___ TEXT FOR ANALYSIS

Doping common among well-known athletes, former WADA vice president admits

Doping common among well-known athletes, former WADA vice president admits
Former World Anti-Doping Agency (WADA) vice president Arne Ljungqvist has revealed well-known athletes “legally” used banned substances after receiving permission for their use to treat Attention Deficit Hyperactivity Disorder (ADHD).

Editor's note: Arne Ljungqvist's position was previously misreported as WADA vice chairman. This article has been changed to reflect his former status as WADA vice president.

Ljungqvist, who served as WADA vice-president from 2008 to 2013, made the admissions in a documentary film shown on Russian television station Channel One. The program led an investigation into the allegedly falsified Therapeutic Use Exemption (TUE) documents that allowed many athletes to take the banned drugs.

The investigation was based on information published by hacker group ‘Fancy Bears’, which revealed six lists of athletes who have been granted TUEs permitting them to take medication at the time of competition.

The lists named 127 athletes, including American tennis champion Serena Williams, British cyclist Sir Bradley Wiggins, and Team USA’s four-time Olympic gymnastics gold medalist Simone Biles, who confessed that she suffers from ADHD and takes medication that contains banned substances, on the advice of doctors.

“When talks began on the topic of TUEs, there were a lot of disagreements in the International Olympic Committee (IOC) hierarchy. If an athlete is suffering from illness and needs to take strong medication, then it is not worth them competing,” Ljungqvist said in the program.

“ADHD in teenagers did not present any issue as they rarely compete at the highest level. But when these diagnoses were made for adults, it caused greater problems. There are some high-level athletes using that diagnosis - we know who they are, and you know who they are,” he added.

Danish cyclist Michael Rasmussen, winner of the Tour de France in 2005 and 2006, admitted to doping from 1998-2001. He revealed that in many instances where diagnoses are made that give athletes permission to take banned substances, the doctors’ decisions are bogus.

______
___ RECORD EXTRACTS

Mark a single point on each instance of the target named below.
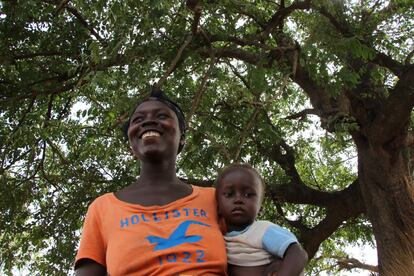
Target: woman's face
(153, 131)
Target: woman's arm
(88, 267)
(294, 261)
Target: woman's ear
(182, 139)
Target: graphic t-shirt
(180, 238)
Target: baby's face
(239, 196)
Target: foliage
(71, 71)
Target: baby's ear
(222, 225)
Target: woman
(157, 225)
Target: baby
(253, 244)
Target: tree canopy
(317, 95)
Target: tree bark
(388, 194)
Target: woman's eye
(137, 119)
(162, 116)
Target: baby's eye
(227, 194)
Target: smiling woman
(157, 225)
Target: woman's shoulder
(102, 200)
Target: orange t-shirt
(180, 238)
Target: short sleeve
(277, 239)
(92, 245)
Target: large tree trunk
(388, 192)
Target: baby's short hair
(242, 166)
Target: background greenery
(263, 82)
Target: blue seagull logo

______

## YOUR OBJECTIVE
Continue the article on athletes' therapeutic use exemptions for banned drugs, starting right after its last sentence.

## YOUR RESPONSE
“I didn’t have any injuries or illnesses that could warrant a TUE, but I don’t think I am the only one who doped, otherwise I would have always been first. Everything is done quite easily: you write to them saying you have an injury, what medication you need, including a seal of approval by the doctor of the diagnosis, which is forged. In five minutes you can get permission to use banned substances,” he said, TASS reported.

“They let me know about TUEs the moment I signed a contract with a top team. We all planned in advance, the doctor said, when we needed to take the substance glucocorticosteroid when you succumbed to fatigue, I could lose weight, but nevertheless not feel weakness in my muscles or any weariness,” he added.

On 20 July, Norwegian cross-country skier Martin Johnsrud Sundby was banned from competition for two months by the Court of Arbitration for Sport for an anti-doping rule violation. His use of asthma medication salbutamol resulted in the test levels of his urine sample exceeding the limits set in anti-doping rules.

"WADA remain tolerant to the asthma issue - even without TUEs it allows as much as 1600 mcg (16 inhalations) on a daily basis," the authors of the film say.

"But the dose of the drug used by one of the Norwegian skiers was not just a bit higher, it exceeds the norm by nine times.”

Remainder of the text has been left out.